§ **Testo in esame**:
È stata Google ad agitare per prima le acque il giorno di Ferragosto. Cogliendo di sorpresa Wall Street, il colosso dei motori di ricerca ha annunciato l'acquisto per 12,5 miliardi di dollari della Motorola Mobility, la divisione di telefoni cellulari e decodificatori per la tv di Motorola. Google non aveva mai fatto un'acquisizione di tali dimensioni; e non era mai uscita dal suo campo di competenze, i servizi su Internet e il software.

Per Larry Page e Sergei Brin, i due cofondatori, si tratta indubbiamente di una mossa rischiosa che comporta l'unione di due culture aziendali completamente diverse e l'ingresso in un settore, quello manifatturiero, in cui non hanno alcuna esperienza. Ma l'investimento rappresenta un salto di qualità nelle aspirazioni di Google, e rivela l'ambizione di emulare la Apple esercitando pieno controllo sia sull'hardware che sul software dei suoi prodotti.

Oggi Google fornisce il software Android a circa la metà di tutti i telefonini in circolazione prodotti da societù terze; domani Google sarà in grado di produrre i suoi telefonini e farli funzionare perfettamente su tutte le sue piattaforme Internet come oggi riesce a fare solo Apple con gli iPhones, gli iPads e iPods.

Se Google ha deciso di entrare nel settore manifatturiero, la Hewlett Packard ha scelto invece di uscirne. Il 18 agosto la più grande produttrice di pc del mondo ha annunciato che non ne produrrà più neanche uno, e rinuncerà anche all'idea di vendere smartphones e tablets, due prodotti su cui era in forte ritardo rispetto alla concorrenza. L'idea di Hp è quella di emulare rivali come la Ibm, che nel corso degli ultimi 15 anni si è trasformata in una società di software e servizi informatici, e avvicinarsi al modello di colossi del software come Oracle e Microsoft.

§ **Dati forniti**:
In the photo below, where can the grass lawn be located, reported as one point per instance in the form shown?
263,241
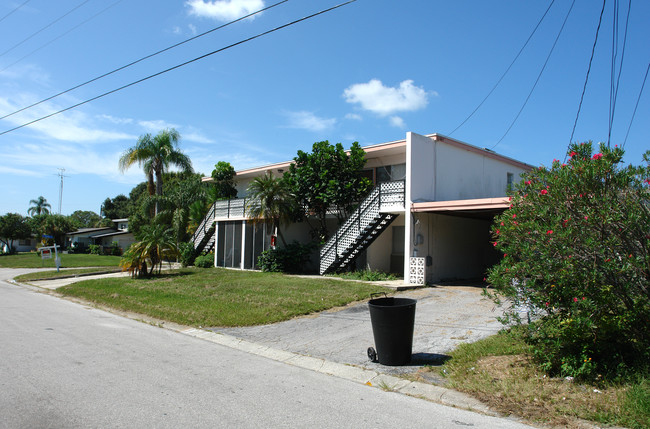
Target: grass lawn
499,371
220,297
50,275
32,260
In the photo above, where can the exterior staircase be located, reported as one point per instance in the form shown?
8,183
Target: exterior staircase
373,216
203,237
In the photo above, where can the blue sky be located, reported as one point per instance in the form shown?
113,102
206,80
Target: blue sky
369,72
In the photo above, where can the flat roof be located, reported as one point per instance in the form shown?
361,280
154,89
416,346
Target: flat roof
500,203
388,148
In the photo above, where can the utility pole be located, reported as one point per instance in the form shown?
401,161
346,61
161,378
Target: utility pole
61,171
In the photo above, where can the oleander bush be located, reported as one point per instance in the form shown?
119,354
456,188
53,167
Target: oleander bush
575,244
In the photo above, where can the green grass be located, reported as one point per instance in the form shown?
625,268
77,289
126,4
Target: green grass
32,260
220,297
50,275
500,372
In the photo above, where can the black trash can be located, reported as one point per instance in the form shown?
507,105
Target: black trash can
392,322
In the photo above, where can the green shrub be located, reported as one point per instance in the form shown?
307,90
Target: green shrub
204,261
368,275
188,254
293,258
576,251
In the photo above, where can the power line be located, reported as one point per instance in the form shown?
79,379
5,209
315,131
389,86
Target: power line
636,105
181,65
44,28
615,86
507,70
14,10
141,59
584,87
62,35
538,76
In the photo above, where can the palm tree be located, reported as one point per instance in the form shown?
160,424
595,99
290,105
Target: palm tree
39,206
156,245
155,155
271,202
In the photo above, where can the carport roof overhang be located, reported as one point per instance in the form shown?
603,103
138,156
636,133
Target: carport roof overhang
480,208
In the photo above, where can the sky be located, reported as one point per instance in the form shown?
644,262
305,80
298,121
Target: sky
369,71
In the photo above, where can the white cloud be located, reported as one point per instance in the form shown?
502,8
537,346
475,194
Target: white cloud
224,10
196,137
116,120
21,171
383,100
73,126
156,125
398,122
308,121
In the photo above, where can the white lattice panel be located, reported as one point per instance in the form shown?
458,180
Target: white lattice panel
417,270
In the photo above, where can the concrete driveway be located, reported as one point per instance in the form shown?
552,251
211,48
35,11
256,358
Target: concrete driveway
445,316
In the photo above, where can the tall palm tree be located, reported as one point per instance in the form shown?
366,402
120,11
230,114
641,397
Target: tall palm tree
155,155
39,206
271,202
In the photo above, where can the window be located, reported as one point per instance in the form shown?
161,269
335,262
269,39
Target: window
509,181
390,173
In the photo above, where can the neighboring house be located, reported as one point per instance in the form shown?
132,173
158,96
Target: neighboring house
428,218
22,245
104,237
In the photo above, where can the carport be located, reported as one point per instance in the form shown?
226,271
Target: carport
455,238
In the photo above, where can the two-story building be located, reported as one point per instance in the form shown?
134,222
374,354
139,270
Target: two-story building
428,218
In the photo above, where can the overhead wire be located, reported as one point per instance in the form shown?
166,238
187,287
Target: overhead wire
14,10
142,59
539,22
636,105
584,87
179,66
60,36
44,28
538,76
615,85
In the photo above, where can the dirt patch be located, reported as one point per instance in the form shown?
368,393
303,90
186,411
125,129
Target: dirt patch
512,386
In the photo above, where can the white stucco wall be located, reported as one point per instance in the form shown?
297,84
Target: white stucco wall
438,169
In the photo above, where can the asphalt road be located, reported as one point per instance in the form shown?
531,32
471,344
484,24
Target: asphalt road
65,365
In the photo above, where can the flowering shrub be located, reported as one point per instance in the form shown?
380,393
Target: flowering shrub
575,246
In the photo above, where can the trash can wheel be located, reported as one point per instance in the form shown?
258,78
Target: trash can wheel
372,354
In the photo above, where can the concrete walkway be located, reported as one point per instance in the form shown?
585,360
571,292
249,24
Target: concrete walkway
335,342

§ **Consegna**: Secondo il testo in esame, per quale cifra Google ha annunciato l'acquisto della Motorola Mobility? Le voci non hanno alcun legame con il testo in esame.

§ **Risposta**: Per 12,5 miliardi di dollari.